**GIVEN REQUEST 1:** Please revise the listing from the line containing "Reviewer note: every instance of the girl's hand" through the end of the listing, replacing "girl's hand" with "child's hand" and leaving everything else unchanged. Return only those lines.

**EXCERPT TO READ:**
Overlaid Interactions
Shows or hides faded curves in the Prediction Profiler plots. The faded curves represent the profilers for different types of interactions among the ranges of the factors. This option provides a static view of the interactions without needing to change factor values in the profiler. For continuous factors, interaction curves are created for factor values that are evenly spaced over the specified factor range. For categorical factors, interaction curves are created for each level of the factor.
When this option is selected, the bold black line represents the profiler curve calculated using the current factor values. The light gray lines represent the interaction curves that are defined by Combinations and Spanning Range options. If you hover over an interaction curve, the curve is highlighted and the corresponding factor values are shown by gray tick marks on the other factor axes. If you click on a highlighted curve, the factor values are updated to match those that were used to create the highlighted interaction curve.
Overlaid Interactions Options
(Available only when the Overlaid Interactions option is selected.) Shows a submenu of options that define the overlaid interaction curves in the Prediction Profiler plots.
Combinations
Shows a submenu of options that specify the types of interaction curves that are shown in the profiler.
Mixed
Plots interaction curves for all possible combinations of categorical factors and one-at-a-time changing of continuous factors. If there are no categorical factors, this is the same as the Two-way option.

**DATA SUPPLIED:**
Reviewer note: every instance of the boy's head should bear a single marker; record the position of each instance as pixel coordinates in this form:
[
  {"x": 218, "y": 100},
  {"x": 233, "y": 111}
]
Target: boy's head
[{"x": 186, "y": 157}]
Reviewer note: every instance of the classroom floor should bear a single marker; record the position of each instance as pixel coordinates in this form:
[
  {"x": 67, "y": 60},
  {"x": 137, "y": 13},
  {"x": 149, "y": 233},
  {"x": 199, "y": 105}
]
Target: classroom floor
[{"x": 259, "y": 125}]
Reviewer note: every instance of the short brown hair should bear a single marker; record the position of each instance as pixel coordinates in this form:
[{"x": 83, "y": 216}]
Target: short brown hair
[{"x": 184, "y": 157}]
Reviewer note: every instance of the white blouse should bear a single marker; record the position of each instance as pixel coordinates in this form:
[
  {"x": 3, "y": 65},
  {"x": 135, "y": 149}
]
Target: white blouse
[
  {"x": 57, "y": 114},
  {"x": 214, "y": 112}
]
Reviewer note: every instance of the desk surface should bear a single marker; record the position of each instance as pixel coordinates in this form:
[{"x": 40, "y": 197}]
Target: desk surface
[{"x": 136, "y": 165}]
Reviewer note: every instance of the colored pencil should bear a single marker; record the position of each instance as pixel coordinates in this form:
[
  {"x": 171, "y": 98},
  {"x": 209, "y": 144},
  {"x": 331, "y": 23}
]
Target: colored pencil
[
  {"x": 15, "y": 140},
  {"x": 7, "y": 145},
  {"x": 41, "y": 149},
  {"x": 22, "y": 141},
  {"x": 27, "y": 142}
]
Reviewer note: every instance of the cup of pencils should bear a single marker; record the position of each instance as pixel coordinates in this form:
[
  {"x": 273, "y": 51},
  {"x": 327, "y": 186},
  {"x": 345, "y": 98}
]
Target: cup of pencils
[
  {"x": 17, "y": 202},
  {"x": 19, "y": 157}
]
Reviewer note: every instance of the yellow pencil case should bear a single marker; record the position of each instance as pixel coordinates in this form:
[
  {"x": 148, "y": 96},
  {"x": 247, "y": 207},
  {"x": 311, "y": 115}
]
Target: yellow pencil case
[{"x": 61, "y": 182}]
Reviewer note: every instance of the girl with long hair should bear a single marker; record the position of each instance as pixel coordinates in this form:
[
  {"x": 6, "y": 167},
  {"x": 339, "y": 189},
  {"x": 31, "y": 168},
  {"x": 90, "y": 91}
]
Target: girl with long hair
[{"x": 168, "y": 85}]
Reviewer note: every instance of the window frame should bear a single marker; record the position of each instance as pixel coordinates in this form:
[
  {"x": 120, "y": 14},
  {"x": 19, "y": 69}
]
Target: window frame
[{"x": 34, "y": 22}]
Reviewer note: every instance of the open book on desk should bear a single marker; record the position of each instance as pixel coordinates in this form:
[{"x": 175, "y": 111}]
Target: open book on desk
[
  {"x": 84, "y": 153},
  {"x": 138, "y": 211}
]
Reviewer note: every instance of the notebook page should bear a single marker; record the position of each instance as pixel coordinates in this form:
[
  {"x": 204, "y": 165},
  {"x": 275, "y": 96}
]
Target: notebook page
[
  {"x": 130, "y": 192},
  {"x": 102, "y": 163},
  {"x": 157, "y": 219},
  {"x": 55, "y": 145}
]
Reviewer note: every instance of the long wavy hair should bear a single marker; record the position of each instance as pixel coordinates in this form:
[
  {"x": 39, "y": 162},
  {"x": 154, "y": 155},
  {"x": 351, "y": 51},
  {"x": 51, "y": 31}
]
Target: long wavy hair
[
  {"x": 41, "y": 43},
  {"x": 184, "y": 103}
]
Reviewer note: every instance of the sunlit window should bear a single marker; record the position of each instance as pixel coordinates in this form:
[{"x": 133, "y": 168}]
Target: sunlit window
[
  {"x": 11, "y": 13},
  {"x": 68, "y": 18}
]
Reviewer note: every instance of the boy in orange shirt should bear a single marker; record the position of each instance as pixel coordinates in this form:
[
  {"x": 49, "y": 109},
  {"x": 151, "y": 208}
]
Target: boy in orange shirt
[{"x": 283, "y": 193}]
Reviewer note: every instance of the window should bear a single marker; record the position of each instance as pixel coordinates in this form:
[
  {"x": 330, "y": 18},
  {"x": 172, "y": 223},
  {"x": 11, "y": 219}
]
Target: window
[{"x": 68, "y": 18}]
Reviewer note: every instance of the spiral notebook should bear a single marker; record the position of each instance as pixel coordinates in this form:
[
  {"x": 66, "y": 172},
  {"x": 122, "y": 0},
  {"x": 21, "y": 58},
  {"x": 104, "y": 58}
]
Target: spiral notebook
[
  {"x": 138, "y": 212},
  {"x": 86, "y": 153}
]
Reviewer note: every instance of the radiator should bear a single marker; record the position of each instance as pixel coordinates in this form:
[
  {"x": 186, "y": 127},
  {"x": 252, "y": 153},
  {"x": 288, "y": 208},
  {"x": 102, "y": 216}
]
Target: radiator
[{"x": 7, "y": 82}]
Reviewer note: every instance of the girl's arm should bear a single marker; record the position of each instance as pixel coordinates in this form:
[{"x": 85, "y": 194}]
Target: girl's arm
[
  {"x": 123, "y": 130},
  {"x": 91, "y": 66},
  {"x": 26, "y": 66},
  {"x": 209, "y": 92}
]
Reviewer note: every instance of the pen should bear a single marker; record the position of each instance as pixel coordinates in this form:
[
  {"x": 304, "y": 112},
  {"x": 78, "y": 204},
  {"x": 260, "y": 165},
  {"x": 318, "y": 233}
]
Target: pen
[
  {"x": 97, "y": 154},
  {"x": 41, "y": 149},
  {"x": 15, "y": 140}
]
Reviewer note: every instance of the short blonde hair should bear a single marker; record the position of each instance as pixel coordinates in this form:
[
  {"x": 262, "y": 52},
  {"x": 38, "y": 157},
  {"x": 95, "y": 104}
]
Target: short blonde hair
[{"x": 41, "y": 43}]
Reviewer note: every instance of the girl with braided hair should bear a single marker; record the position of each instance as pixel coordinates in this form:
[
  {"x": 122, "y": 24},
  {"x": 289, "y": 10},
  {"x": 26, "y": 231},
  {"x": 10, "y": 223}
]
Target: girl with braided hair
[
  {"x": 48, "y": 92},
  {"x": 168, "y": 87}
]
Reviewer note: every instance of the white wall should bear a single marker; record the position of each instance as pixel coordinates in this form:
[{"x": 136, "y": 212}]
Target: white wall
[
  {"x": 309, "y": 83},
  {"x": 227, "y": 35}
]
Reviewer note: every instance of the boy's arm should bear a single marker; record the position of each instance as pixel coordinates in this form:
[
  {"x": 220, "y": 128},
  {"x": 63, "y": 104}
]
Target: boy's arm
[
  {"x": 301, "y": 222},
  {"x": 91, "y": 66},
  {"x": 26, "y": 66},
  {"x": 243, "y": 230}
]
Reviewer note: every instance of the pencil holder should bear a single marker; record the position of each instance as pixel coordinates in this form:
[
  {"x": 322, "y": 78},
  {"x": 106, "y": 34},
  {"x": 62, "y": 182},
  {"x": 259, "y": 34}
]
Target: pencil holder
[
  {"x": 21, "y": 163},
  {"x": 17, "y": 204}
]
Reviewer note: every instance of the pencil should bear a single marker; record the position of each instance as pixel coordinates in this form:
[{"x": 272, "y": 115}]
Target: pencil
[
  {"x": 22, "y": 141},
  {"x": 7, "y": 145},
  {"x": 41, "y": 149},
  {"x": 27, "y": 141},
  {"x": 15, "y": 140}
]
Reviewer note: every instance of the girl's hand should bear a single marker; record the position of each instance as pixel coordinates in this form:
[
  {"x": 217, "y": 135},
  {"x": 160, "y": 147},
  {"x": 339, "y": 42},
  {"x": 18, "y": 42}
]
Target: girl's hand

**GIVEN REQUEST 2:** According to the excerpt on overlaid interactions, what does the bold black line represent when this option is selected?

**WORKED SOLUTION 1:**
Reviewer note: every instance of the child's hand should bear a single marker; record the position of each instance as pixel coordinates in this form:
[
  {"x": 217, "y": 135},
  {"x": 160, "y": 147},
  {"x": 339, "y": 42},
  {"x": 18, "y": 42}
]
Target: child's hand

**WORKED SOLUTION 2:** It represents the profiler curve calculated using the current factor values.